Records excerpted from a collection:
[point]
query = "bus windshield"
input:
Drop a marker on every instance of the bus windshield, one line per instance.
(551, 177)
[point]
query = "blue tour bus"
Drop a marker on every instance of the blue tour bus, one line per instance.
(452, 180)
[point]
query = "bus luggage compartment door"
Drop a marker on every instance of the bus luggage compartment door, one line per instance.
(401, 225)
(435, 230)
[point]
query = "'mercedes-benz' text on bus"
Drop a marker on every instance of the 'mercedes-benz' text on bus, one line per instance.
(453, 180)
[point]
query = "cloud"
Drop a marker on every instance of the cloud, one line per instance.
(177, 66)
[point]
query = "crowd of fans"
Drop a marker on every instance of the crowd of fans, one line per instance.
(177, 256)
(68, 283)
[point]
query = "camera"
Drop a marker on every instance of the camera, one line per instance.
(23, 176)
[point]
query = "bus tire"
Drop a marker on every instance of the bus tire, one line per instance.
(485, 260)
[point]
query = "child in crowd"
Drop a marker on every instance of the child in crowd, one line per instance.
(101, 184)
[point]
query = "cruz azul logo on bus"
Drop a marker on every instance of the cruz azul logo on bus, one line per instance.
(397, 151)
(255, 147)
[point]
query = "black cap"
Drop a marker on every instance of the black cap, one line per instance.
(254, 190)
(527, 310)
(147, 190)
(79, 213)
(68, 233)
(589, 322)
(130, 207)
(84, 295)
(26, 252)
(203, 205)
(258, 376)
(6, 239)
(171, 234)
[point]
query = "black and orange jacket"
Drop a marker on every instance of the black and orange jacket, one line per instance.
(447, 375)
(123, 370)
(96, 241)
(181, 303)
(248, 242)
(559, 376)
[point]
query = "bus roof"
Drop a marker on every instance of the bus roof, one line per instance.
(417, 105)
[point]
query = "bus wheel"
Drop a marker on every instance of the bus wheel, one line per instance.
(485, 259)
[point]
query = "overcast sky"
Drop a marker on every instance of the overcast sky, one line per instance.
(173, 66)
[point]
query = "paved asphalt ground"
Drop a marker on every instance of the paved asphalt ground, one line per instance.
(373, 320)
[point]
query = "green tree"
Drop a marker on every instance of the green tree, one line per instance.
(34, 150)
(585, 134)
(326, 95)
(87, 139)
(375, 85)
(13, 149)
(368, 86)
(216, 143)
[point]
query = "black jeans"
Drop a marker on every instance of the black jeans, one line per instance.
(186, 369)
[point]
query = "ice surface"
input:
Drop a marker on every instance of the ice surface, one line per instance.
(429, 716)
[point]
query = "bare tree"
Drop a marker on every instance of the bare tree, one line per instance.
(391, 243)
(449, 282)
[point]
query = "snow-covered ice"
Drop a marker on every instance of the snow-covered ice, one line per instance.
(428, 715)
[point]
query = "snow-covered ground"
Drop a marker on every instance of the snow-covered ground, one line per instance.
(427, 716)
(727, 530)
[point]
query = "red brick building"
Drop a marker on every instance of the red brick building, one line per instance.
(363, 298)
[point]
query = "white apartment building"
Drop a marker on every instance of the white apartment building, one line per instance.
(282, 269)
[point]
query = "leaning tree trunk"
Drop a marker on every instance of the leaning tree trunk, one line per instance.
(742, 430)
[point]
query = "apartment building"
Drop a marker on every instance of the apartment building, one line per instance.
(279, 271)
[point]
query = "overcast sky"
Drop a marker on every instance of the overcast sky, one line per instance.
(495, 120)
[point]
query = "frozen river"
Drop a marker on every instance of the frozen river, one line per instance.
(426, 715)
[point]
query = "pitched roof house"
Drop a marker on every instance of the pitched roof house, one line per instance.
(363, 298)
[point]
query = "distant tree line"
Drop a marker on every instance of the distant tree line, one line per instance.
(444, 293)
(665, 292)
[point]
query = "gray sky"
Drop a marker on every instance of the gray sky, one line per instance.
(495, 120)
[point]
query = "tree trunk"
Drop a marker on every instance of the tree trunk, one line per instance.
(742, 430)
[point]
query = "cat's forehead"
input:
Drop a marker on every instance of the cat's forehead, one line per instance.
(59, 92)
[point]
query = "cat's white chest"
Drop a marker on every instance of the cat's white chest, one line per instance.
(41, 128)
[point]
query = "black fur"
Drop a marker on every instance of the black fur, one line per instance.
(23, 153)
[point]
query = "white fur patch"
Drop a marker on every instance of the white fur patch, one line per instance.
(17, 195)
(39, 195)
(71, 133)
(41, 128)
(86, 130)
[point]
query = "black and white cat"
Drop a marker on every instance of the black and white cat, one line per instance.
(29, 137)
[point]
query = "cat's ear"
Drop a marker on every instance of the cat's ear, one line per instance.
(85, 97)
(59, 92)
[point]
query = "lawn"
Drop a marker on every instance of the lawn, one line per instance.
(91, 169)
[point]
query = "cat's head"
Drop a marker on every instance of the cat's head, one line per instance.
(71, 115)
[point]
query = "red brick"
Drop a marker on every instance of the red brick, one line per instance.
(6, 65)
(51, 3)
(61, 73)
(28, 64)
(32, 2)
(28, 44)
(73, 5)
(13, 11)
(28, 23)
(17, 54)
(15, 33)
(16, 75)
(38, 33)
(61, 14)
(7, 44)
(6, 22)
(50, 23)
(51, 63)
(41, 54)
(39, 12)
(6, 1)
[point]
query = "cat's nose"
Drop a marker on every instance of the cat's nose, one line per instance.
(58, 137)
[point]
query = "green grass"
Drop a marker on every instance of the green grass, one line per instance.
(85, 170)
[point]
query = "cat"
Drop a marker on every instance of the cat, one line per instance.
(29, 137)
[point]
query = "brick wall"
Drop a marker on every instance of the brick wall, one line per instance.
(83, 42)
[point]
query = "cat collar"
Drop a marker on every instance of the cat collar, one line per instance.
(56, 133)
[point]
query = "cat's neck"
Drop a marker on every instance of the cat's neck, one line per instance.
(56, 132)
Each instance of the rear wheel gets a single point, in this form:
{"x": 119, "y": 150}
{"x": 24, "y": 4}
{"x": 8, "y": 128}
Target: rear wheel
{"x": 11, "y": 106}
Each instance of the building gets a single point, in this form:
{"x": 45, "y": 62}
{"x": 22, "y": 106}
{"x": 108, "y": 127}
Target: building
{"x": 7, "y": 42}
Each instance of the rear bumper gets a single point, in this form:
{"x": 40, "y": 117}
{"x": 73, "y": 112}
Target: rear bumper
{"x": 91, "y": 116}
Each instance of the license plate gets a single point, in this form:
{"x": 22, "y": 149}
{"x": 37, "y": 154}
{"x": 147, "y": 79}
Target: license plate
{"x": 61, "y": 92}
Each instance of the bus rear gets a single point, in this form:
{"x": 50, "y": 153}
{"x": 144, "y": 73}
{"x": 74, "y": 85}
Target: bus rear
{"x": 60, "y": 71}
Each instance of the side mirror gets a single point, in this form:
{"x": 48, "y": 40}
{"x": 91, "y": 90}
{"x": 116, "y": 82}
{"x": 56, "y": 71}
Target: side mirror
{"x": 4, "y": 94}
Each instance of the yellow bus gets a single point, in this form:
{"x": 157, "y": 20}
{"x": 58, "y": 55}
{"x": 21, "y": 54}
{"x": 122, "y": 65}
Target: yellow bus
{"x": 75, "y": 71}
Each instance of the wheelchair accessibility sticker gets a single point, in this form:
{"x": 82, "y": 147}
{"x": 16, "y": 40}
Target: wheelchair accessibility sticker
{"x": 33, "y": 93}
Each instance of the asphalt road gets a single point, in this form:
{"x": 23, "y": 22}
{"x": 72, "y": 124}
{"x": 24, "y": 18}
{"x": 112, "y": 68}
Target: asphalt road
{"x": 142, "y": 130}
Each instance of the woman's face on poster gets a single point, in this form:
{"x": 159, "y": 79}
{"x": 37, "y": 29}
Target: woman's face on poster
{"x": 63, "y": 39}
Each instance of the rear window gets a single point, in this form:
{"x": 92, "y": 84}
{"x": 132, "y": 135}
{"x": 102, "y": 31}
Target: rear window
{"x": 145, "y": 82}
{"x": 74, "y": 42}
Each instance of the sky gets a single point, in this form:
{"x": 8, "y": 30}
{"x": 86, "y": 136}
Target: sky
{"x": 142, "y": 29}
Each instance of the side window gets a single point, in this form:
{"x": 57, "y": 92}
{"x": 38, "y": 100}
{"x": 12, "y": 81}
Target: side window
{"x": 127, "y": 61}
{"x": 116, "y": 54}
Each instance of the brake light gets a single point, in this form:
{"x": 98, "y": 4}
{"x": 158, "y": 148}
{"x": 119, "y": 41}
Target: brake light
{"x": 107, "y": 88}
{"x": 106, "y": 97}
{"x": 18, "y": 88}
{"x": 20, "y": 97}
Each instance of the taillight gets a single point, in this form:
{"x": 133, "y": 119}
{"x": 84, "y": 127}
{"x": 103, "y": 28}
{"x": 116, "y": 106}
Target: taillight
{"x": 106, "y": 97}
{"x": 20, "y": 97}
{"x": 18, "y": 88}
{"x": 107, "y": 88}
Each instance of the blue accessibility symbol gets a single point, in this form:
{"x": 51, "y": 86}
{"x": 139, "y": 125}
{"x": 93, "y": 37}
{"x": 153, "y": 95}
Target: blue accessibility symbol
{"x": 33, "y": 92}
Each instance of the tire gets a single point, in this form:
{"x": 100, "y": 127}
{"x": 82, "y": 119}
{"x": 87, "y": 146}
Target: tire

**TASK DIRECTIONS**. All lines from the line containing "Target: side window" through the last line of the data are to be repeated exactly; no other line belongs in the answer.

**WRITTEN RESPONSE**.
Target: side window
{"x": 127, "y": 61}
{"x": 116, "y": 54}
Each instance of the brake light gets a single point, in this form:
{"x": 98, "y": 4}
{"x": 158, "y": 148}
{"x": 119, "y": 41}
Target: brake light
{"x": 107, "y": 88}
{"x": 106, "y": 97}
{"x": 18, "y": 88}
{"x": 20, "y": 97}
Each instance of the taillight gets a single point, in this form:
{"x": 133, "y": 119}
{"x": 84, "y": 127}
{"x": 103, "y": 28}
{"x": 116, "y": 106}
Target: taillight
{"x": 106, "y": 97}
{"x": 20, "y": 97}
{"x": 18, "y": 88}
{"x": 107, "y": 88}
Each instance of the blue accessibility symbol gets a single point, in this form:
{"x": 51, "y": 86}
{"x": 139, "y": 125}
{"x": 93, "y": 37}
{"x": 153, "y": 95}
Target: blue accessibility symbol
{"x": 33, "y": 92}
Each instance of the tire gets a single point, in this form:
{"x": 100, "y": 127}
{"x": 82, "y": 119}
{"x": 87, "y": 146}
Target: tire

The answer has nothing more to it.